• [Written instruction] Reproduce verbatim the final portion of the material below, from the line containing "the concrete sidewalk" through its last line, and nothing else.

• [Provided data]
^^^^^^^^^^^^^^^^

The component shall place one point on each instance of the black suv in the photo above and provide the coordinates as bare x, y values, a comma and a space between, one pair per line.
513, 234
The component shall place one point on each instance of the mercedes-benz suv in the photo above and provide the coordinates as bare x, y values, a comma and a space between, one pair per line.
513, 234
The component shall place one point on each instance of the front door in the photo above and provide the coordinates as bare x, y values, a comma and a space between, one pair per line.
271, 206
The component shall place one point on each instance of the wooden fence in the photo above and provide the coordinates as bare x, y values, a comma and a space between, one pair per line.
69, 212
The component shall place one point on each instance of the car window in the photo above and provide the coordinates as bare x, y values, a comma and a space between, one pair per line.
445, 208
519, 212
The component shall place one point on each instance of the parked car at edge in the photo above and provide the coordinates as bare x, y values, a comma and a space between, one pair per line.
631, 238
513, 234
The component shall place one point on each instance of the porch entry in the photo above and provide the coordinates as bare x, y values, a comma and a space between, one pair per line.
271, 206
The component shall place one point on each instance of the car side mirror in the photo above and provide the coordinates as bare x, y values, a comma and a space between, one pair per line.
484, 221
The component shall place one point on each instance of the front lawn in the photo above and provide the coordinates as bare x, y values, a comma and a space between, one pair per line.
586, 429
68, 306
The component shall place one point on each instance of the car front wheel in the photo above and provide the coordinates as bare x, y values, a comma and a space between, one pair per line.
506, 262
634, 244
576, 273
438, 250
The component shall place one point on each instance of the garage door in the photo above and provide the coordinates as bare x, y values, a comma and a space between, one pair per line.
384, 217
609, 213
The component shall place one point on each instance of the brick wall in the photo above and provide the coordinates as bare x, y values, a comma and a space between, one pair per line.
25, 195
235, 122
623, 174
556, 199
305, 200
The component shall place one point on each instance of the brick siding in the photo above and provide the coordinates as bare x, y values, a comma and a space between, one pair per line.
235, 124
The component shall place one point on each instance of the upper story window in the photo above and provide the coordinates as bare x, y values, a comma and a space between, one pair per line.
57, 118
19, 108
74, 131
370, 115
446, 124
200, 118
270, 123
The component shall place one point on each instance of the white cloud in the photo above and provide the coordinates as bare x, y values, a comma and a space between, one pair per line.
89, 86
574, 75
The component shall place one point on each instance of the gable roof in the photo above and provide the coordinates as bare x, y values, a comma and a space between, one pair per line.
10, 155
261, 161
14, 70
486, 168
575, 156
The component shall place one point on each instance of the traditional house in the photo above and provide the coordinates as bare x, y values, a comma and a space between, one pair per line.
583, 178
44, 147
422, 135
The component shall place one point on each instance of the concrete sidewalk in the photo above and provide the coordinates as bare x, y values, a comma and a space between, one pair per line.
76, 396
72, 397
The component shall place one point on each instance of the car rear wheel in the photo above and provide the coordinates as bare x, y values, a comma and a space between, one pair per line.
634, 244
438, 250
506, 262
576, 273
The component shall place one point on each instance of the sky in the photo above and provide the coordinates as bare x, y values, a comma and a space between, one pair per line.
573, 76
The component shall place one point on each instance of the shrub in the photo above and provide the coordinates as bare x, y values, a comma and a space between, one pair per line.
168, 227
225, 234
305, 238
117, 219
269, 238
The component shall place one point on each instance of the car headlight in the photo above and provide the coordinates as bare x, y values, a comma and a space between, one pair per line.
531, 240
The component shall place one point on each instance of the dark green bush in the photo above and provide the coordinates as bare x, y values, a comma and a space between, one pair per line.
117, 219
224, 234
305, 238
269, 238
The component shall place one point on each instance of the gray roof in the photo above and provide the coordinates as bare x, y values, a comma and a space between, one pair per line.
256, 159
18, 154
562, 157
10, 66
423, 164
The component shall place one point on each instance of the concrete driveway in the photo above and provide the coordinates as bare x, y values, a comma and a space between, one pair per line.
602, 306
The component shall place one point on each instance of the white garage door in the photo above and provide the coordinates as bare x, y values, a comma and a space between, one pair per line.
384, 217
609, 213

^^^^^^^^^^^^^^^^

• [Answer to the task]
The component shall place one point on each instance of the concrete sidewalk in the photo above and provide the coordinates as bare x, y values, a comma and a space between, one pair per line.
76, 396
72, 397
The component shall place one point on each instance of the car rear wheel in the photo above and provide the coordinates as bare x, y values, a comma and a space between, one pair per line.
634, 244
438, 250
506, 262
576, 273
The component shall place one point on each instance of the sky in the photo above and provide the coordinates as bare x, y values, a comma and a space between, one pair per line.
573, 76
The component shall place one point on each instance of the shrub in the photo above and provide the coordinates as bare x, y values, a comma and a space between, one pair per line.
168, 227
225, 234
305, 238
117, 219
269, 238
The component shall place one point on each instance of the car headlight in the photo above and provide the coordinates as bare x, y values, a comma and a space between, one pair per line.
531, 240
The component shall place one point on each instance of the dark green bush in the photo above and provide the coordinates as bare x, y values, a comma and a space between, one pair per line.
117, 219
224, 234
305, 238
269, 238
The component shall place one point on each instance of the gray roof in the photo above and provide the coordinates as bare x, y values, a comma and a space between, one pair per line.
256, 159
18, 154
562, 157
10, 66
423, 164
The component shall place one point on each instance of the concrete driveway in the photo above and provide the coordinates as bare x, y values, a comma and a space between, one pair per line.
602, 306
The component shall place one point on each instance of the white garage door in the photo above and provide the coordinates as bare x, y values, a comma and a space between, one pair per line.
384, 217
609, 213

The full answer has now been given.